* _WHAT TO DO_: A stretch of the entries below is to be set down exactly, running from the line with "Target: window on building" through the line with "drop one pin per instance, shaped like <point>4,37</point>.", both included, and no other line.

::: PROVIDED RECORDS

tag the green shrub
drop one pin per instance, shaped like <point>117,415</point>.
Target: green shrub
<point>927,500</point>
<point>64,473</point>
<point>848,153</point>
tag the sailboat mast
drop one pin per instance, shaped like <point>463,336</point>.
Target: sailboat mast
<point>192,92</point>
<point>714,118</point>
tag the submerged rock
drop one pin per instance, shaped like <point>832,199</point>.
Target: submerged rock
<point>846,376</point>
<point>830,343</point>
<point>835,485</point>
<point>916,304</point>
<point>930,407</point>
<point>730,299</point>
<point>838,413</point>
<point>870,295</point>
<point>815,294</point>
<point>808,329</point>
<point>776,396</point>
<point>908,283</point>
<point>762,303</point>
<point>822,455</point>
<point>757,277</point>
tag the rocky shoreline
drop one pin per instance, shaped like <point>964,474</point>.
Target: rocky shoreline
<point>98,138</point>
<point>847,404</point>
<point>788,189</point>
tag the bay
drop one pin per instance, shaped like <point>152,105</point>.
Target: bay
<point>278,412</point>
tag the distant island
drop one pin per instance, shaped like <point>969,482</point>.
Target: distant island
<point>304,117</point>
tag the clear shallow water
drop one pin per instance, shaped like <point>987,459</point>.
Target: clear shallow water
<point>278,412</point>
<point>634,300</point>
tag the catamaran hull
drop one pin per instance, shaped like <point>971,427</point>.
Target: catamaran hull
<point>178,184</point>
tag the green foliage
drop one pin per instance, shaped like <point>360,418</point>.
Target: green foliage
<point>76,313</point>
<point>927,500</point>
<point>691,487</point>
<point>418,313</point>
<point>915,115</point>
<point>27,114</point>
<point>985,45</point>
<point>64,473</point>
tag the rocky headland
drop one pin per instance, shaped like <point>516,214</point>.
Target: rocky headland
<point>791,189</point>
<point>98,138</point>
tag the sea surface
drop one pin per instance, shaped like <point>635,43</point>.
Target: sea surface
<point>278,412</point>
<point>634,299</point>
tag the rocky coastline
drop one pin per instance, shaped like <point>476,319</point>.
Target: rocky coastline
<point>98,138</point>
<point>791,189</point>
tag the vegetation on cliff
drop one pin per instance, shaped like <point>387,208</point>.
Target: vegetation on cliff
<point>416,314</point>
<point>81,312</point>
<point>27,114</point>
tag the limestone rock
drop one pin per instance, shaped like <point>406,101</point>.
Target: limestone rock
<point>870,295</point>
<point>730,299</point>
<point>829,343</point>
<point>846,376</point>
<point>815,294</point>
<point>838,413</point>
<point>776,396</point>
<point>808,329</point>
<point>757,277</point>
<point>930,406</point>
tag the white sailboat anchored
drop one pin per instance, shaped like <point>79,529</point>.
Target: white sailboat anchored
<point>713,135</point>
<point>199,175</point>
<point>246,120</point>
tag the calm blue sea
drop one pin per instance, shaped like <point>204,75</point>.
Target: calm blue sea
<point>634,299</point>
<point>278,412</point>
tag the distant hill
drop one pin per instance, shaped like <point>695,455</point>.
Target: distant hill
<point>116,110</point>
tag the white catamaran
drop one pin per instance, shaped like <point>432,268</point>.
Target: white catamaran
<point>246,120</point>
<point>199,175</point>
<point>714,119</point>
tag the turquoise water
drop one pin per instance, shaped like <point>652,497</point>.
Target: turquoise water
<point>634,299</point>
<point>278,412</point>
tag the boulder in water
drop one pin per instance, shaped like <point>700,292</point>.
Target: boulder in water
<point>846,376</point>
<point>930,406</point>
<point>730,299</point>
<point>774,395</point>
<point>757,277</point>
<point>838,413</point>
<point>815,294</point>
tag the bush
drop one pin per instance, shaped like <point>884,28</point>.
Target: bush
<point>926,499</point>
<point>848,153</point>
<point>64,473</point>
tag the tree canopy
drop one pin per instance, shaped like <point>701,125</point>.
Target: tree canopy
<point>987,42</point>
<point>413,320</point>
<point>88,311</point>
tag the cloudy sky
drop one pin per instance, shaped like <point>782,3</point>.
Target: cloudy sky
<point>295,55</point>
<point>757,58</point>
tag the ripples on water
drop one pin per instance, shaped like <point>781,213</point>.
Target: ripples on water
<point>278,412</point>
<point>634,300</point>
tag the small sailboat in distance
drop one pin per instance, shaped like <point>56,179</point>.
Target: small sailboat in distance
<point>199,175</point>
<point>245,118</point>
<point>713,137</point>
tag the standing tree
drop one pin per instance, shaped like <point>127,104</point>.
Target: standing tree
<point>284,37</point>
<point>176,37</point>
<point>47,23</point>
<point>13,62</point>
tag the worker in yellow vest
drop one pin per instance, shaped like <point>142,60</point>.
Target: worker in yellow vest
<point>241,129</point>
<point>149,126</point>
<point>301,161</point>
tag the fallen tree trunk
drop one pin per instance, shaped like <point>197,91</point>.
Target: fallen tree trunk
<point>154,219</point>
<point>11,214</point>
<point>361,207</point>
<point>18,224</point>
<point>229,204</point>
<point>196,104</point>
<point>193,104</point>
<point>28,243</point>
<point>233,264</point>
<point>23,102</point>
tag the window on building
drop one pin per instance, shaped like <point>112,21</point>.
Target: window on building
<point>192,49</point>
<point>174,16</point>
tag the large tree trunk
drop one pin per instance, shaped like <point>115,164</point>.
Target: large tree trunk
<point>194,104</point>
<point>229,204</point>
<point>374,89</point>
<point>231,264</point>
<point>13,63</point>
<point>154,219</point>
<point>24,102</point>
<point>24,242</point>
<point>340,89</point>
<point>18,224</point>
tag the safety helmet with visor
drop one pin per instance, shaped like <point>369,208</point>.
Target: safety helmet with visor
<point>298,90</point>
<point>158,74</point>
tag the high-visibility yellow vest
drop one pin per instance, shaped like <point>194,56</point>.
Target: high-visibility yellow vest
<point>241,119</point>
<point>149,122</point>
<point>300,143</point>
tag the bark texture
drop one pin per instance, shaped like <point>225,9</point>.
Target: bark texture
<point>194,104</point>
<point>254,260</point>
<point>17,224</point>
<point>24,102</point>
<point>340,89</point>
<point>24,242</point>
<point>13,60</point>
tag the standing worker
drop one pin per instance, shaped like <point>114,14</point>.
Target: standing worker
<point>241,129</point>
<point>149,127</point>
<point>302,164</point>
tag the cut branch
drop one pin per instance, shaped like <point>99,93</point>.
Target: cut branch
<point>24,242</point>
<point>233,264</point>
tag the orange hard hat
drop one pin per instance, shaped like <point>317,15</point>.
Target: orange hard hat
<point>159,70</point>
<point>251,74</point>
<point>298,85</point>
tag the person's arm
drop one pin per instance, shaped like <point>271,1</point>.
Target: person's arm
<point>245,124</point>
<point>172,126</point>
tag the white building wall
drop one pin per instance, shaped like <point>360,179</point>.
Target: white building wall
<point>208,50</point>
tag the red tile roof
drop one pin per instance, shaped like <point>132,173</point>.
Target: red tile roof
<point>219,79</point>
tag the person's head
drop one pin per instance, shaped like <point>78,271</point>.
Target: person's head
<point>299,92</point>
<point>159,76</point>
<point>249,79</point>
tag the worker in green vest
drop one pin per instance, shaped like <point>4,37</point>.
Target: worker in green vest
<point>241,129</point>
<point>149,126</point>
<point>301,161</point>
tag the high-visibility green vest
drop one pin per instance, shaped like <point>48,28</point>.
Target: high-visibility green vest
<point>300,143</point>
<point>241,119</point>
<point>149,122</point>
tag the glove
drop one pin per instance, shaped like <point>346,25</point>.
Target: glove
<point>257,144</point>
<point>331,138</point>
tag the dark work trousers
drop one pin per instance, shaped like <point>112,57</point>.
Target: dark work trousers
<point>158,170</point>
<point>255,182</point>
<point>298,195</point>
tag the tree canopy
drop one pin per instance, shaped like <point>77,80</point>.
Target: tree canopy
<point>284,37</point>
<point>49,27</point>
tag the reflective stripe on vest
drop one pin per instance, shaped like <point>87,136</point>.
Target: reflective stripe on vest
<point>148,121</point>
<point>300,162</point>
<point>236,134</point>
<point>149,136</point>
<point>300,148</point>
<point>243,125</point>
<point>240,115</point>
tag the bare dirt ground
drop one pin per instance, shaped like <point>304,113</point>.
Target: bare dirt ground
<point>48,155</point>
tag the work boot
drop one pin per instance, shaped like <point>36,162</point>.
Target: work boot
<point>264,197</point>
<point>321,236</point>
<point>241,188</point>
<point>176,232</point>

::::::

* _RESPONSE_:
Target: window on building
<point>192,49</point>
<point>174,16</point>
tag the large tree trunk
drop one pin per instance, shaped like <point>115,164</point>.
Target: large tree trunk
<point>194,104</point>
<point>229,204</point>
<point>374,89</point>
<point>231,264</point>
<point>13,63</point>
<point>154,219</point>
<point>24,102</point>
<point>24,242</point>
<point>340,89</point>
<point>18,224</point>
tag the safety helmet with visor
drop one pin per instance, shaped like <point>369,208</point>.
Target: safety helmet with visor
<point>298,90</point>
<point>158,74</point>
tag the high-visibility yellow vest
drop one pin per instance, shaped like <point>194,56</point>.
Target: high-visibility yellow vest
<point>241,119</point>
<point>149,122</point>
<point>300,143</point>
tag the bark texture
drop one pin per instance, shaped like <point>225,9</point>.
Target: bark texture
<point>194,104</point>
<point>254,260</point>
<point>17,224</point>
<point>24,102</point>
<point>340,89</point>
<point>24,242</point>
<point>13,60</point>
tag the standing worker
drop one pin per instance, shaped like <point>114,14</point>.
Target: standing worker
<point>241,129</point>
<point>149,127</point>
<point>302,164</point>
tag the cut branch
drop one pin per instance, shaped like <point>99,93</point>.
Target: cut branch
<point>24,242</point>
<point>233,264</point>
tag the orange hard hat
drop one pin per instance, shaped like <point>317,15</point>.
Target: orange hard hat
<point>159,70</point>
<point>251,74</point>
<point>298,85</point>
tag the person's arm
drop one pin per instance, shaped like <point>271,1</point>.
Target: person's arm
<point>245,124</point>
<point>172,126</point>
tag the white building wall
drop one pin per instance, shaped like <point>360,179</point>.
Target: white building wall
<point>208,50</point>
tag the red tile roof
drop one pin per instance, shaped like <point>132,173</point>.
Target: red tile roof
<point>219,79</point>
tag the person's head
drop one pin per instance, shaped like <point>78,271</point>.
Target: person's head
<point>299,92</point>
<point>159,76</point>
<point>249,79</point>
tag the worker in green vest
drop one pin per instance, shaped like <point>4,37</point>.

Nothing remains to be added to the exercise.